==== The records ====
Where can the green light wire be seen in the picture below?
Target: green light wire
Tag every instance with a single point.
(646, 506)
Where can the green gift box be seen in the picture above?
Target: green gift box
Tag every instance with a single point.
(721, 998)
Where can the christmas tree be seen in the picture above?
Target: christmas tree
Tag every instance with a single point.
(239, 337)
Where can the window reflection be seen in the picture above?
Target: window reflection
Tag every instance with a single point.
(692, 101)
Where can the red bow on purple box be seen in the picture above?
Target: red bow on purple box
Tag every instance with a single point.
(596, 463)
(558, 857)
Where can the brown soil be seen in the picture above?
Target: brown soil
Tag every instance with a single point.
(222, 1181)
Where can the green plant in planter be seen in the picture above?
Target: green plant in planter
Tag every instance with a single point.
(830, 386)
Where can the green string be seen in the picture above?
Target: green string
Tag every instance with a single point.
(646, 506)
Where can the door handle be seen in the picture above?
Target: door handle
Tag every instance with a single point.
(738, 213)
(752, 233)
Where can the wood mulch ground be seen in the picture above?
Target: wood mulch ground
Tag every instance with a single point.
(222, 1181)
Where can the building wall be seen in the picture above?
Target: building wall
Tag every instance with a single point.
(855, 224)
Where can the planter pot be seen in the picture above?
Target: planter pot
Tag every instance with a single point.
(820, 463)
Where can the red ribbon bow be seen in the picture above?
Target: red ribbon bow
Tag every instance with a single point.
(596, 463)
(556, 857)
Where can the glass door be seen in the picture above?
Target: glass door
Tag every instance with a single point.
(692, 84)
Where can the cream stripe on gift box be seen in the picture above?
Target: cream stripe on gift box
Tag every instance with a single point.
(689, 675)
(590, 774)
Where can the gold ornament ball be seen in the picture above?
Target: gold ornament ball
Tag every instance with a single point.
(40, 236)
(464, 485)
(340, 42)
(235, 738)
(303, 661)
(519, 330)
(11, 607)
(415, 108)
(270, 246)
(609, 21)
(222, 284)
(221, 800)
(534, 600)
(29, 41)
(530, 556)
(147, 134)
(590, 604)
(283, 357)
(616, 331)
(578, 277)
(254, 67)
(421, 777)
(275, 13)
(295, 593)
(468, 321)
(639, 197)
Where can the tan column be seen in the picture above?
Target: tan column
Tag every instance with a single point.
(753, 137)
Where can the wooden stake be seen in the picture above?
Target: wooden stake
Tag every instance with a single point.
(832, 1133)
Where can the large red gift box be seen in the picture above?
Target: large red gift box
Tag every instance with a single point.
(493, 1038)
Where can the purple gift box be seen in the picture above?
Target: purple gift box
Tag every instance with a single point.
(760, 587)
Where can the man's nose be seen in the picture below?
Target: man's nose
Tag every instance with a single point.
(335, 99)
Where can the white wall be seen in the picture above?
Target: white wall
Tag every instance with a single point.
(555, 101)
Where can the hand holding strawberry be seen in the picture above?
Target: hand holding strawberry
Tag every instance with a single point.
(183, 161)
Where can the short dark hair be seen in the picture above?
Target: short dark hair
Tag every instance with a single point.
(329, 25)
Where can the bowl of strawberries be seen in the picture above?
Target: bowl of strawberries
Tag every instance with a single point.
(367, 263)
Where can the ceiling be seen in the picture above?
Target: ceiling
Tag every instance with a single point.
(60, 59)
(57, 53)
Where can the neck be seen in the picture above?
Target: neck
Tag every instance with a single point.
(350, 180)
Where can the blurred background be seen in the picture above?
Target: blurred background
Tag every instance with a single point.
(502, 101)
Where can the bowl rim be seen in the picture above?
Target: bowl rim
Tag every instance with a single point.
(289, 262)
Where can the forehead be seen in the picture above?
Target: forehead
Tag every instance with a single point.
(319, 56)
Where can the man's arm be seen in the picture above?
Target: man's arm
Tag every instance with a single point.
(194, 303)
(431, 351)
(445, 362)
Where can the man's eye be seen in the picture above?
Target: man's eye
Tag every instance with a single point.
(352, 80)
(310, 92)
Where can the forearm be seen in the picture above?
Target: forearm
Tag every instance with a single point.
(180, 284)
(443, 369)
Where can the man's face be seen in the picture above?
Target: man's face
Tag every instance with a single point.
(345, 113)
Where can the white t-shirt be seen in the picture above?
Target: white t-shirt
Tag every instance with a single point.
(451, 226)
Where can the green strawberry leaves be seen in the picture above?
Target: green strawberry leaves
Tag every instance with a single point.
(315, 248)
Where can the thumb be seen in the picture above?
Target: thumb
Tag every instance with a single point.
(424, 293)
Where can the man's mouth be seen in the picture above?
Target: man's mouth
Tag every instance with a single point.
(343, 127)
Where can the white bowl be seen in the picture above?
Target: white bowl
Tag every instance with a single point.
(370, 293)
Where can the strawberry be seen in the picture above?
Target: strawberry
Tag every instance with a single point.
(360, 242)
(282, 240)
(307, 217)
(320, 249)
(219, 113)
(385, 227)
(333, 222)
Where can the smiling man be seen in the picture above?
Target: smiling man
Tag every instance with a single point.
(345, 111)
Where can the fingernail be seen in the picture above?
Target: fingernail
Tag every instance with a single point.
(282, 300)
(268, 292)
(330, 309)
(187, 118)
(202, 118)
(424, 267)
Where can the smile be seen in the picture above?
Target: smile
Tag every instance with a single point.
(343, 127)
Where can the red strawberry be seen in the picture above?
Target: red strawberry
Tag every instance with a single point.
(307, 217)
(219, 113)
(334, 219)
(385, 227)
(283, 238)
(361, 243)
====
- What to produce
Each line of the material above must be retyped precisely.

- Complete output
Where can the green light wire be seen in the picture below?
Target: green light wire
Tag every instance with a single point.
(646, 506)
Where can the green gift box be seen in the picture above?
Target: green gift box
Tag every instance with a single point.
(721, 998)
Where can the christmas tree be seen in the picture above?
Target: christmas tree
Tag every instance with a single point.
(239, 337)
Where can the window reflection be seen in the picture above?
Target: window reflection
Tag every instance with a single point.
(692, 101)
Where can the red bow on purple box be seen in the picture above?
Target: red bow on purple box
Tag every instance with a single point.
(596, 463)
(558, 857)
Where can the brown soil be seen in the picture above?
Target: brown soil
Tag every instance with a single point.
(222, 1181)
Where can the green plant in planter be seen in the picture above?
Target: green plant in planter
Tag every instance with a single point.
(830, 386)
Where can the green string be seen in the picture above?
Target: green string
Tag every instance with a single point.
(646, 506)
Where can the door handle be seen in the picture above?
Target: door handle
Tag every instance with a single point.
(738, 213)
(752, 233)
Where can the wood mulch ground be seen in the picture above?
Target: wood mulch ground
Tag every instance with a single point.
(222, 1181)
Where can the building wall be seen in the picture above?
Target: building wall
Tag every instance with a single point.
(855, 224)
Where can the planter pot be seen in the picture above?
Target: planter pot
Tag every instance with a single point.
(820, 463)
Where can the red ribbon bow be seen in the picture above?
Target: red ribbon bow
Tag every instance with a single point.
(596, 463)
(556, 857)
Where can the glass door be seen in the picture above?
Target: glass door
Tag every instance with a single point.
(692, 84)
Where can the cream stripe on gift box be seen in the picture above?
Target: cream stripe on gift box
Tag every instance with a single point.
(689, 675)
(590, 774)
Where can the gold ornament ball be seen in the picture above?
Target: gold ornament ball
Tag every instance with a single point.
(40, 236)
(464, 485)
(340, 42)
(235, 738)
(303, 661)
(519, 330)
(11, 607)
(415, 108)
(270, 246)
(609, 21)
(222, 284)
(221, 800)
(534, 600)
(29, 41)
(530, 556)
(147, 134)
(590, 604)
(283, 357)
(616, 331)
(578, 277)
(254, 67)
(421, 777)
(275, 13)
(295, 593)
(468, 321)
(639, 197)
Where can the tan column be seen in the picture above?
Target: tan column
Tag every instance with a single point.
(753, 137)
Where can the wooden stake be seen in the picture above?
Target: wooden stake
Tag every instance with a single point.
(832, 1133)
Where can the large red gift box be seen in the picture above?
Target: large red gift box
Tag every instance with a single point.
(493, 1038)
Where can the purple gift box be seen in the picture above?
Target: purple gift box
Tag every instance with a single point.
(760, 587)
Where can the man's nose be seen in the picture below?
Target: man's nose
Tag every instance with a single point.
(335, 99)
Where can the white wall be seen in the picture above?
Target: white wall
Tag every instance with a single point.
(555, 101)
Where can the hand holding strawberry be seen in the picture above?
Target: hand holding strawberry
Tag every instance with a single point.
(183, 161)
Where can the short dark hair be seen in the picture above?
Target: short dark hair
Tag every instance with a single point.
(329, 25)
Where can the bowl of strawberries be seen in the picture above?
Target: bowl of strawberries
Tag every instance with a single point.
(367, 263)
Where can the ceiling be seen in the picture above?
Target: ceiling
Tag every instance with a single point.
(60, 59)
(57, 53)
Where can the neck be seen in the picture above?
Target: neck
Tag every instance with a single point.
(350, 180)
Where can the blurred background be seen in the picture above?
Target: blurred background
Tag every instance with a single point.
(502, 101)
Where can the bowl rim be seen in the picture above?
Target: bowl rim
Tag every instance with a single point.
(289, 262)
Where can the forehead be seen in the picture above?
Target: forehead
Tag every instance with a single point.
(319, 56)
Where can the man's arm be seen in the picture above?
Target: man's arm
Tag every instance with a single point.
(194, 303)
(431, 351)
(445, 362)
Where can the man's eye be seen in the picture above?
Target: man's eye
Tag every instance with a single point.
(352, 80)
(310, 92)
Where can the forearm be seen in the picture above?
Target: forearm
Tag every instance with a single point.
(180, 284)
(443, 369)
Where can the man's face be seen in the picture above?
Target: man's face
Tag every instance with a single point.
(345, 113)
Where can the white t-shirt be seen in the picture above?
Target: white t-shirt
Tag every instance with a single point.
(451, 226)
Where can the green strawberry leaves be seen in the picture above?
Target: green strawberry leaves
Tag every instance with a single point.
(315, 248)
Where can the thumb be seen in the picture above?
Target: thumb
Tag every instance with a single point.
(424, 293)
Where can the man's mouth be seen in the picture above?
Target: man's mouth
Tag every instance with a single point.
(343, 127)
Where can the white bowl be seen in the picture above?
Target: white bowl
Tag every instance with a single point.
(370, 293)
Where can the strawberry be seen in the picture above?
Target: strawberry
Tag every instance with a single point.
(360, 242)
(282, 240)
(307, 217)
(320, 249)
(219, 113)
(385, 227)
(333, 222)
Where can the smiling man be seen in the picture above?
Target: smiling man
Tag every instance with a single point.
(345, 111)
Where can the fingernail be seen in the picture above?
Target: fingernail
Tag every instance with a single point.
(282, 300)
(268, 292)
(330, 309)
(187, 118)
(202, 118)
(424, 267)
Where can the smile be seen in the picture above?
Target: smile
Tag every instance with a single point.
(343, 127)
Where can the red strawberry be seen in the picture above?
Target: red strawberry
Tag every instance with a single point.
(307, 217)
(219, 113)
(334, 219)
(385, 227)
(283, 238)
(361, 243)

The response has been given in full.